• _Text for analysis_:
As part of the NBN Conference in Cardiff we were delighted to bestow Honorary Membership upon Dr Mark Hill and Professor Helen Roy.
Professor Helen Roy of Biological Records Centre CEH Wallingford
Helen Roy was given Honorary Membership of the NBN Trust to recognise her unique contribution to biological recording since having taken on the running of the Ladybird Recording Scheme, as well as recognising her important role in the wider NBN data-provision process.
While her professional role at CEH Wallingford has inevitably ensured that her work is central to the acquisition of biological data, in particular, for use within the NBN, we would especially want to draw attention to her extra-curricular work. She supports a wide range of biological recording activities, and is a great advocate, especially through ladybird monitoring encouraging engagement with ‘citizen science’.
Over the last ten years or more, she has been a tireless enthusiast for pubic engagement in biological recording. She has pioneered development of online recording, and been a primary advocate at meetings, conferences and public engagement events. She has championed the uptake of modern systems of recording, particularly iRecord and its associated developments. Her high public profile, especially in the area of insect recording, has benefited the NBN through engaging with very disparate groups of people.
Her academic work has also demonstrated to a wide audience, and not just academics, the value of broad-scale NBN data in analyses of biodiversity functions and impacts. She has an enthusiastic willingness to share her insights with a wide range of people, amateur as well as professional. This has included frequent engagement internationally with other scientists, especially developing standards and analytical methods relating to biological recording and the data it produces.
Her advocacy for, and support of the NBN’s long-term aims has been crucial in maintaining engagement with the NBN through a period of change, when so much especially invertebrate data might not have made its way to the NBN Gateway and more recently the NBN Atlas.
Dr Mark Hill
Mark has been recording bryophytes for over 50 years in association with the British Bryological Society, which he joined in 1965. For much of this time he worked as a professional ecologist and his recording was a spare-time activity.
He was appointed head of the Biological Records Centre in 2003 and from then until (and beyond) his retirement in 2010 he made major contributions to the techniques for analysing biological records.
Mark’s recording of bryophytes is reflected by his 48,580 records (including determinations and confirmations of specimens collected by others) which are freely available on the NBN Atlas at full resolution; there are probably at least as many more which have been made on local or national field meetings and are therefore not credited to him personally.

[Dataset entries]
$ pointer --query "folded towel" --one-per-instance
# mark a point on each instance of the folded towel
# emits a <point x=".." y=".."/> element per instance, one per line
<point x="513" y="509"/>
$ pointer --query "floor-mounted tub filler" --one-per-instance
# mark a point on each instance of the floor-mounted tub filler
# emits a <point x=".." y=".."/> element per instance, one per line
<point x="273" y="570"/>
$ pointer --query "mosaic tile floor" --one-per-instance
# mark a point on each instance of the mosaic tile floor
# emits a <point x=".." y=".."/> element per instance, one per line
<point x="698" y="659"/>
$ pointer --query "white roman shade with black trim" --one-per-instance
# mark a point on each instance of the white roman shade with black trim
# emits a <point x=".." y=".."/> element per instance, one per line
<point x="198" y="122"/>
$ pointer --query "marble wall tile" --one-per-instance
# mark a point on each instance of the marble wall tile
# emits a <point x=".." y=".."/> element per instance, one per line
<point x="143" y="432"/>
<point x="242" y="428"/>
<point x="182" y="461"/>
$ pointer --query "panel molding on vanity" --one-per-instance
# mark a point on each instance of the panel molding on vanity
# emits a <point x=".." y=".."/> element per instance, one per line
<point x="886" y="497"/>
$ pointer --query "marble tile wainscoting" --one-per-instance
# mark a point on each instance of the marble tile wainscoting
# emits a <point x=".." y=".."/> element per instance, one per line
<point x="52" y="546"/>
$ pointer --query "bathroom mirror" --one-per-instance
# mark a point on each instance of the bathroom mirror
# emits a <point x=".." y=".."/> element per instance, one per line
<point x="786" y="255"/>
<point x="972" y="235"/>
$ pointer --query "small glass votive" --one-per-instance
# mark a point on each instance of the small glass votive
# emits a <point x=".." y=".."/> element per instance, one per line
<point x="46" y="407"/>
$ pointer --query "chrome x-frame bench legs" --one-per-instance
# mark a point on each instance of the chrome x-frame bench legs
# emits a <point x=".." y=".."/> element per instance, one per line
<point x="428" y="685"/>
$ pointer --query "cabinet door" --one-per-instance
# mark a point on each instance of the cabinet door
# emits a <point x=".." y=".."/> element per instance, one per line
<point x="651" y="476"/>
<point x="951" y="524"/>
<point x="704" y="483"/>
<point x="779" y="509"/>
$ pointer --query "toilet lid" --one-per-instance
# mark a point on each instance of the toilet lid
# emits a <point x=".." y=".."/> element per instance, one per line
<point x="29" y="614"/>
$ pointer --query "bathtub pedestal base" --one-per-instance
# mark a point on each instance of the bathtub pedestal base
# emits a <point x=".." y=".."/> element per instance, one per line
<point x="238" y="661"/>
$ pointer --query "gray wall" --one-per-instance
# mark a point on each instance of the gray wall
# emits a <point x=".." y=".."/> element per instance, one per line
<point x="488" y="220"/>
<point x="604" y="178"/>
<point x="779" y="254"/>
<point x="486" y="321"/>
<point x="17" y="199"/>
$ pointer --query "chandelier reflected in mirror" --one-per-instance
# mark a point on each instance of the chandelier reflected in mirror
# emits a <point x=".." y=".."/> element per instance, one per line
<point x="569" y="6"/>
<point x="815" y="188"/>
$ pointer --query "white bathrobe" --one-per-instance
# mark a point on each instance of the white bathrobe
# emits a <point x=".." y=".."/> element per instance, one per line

• _Task brief_: Reproduce word for word the stretch of the honorary membership announcement from "As part of the" through "with ‘citizen science’.".

• _Response_:
As part of the NBN Conference in Cardiff we were delighted to bestow Honorary Membership upon Dr Mark Hill and Professor Helen Roy.
Professor Helen Roy of Biological Records Centre CEH Wallingford
Helen Roy was given Honorary Membership of the NBN Trust to recognise her unique contribution to biological recording since having taken on the running of the Ladybird Recording Scheme, as well as recognising her important role in the wider NBN data-provision process.
While her professional role at CEH Wallingford has inevitably ensured that her work is central to the acquisition of biological data, in particular, for use within the NBN, we would especially want to draw attention to her extra-curricular work. She supports a wide range of biological recording activities, and is a great advocate, especially through ladybird monitoring encouraging engagement with ‘citizen science’.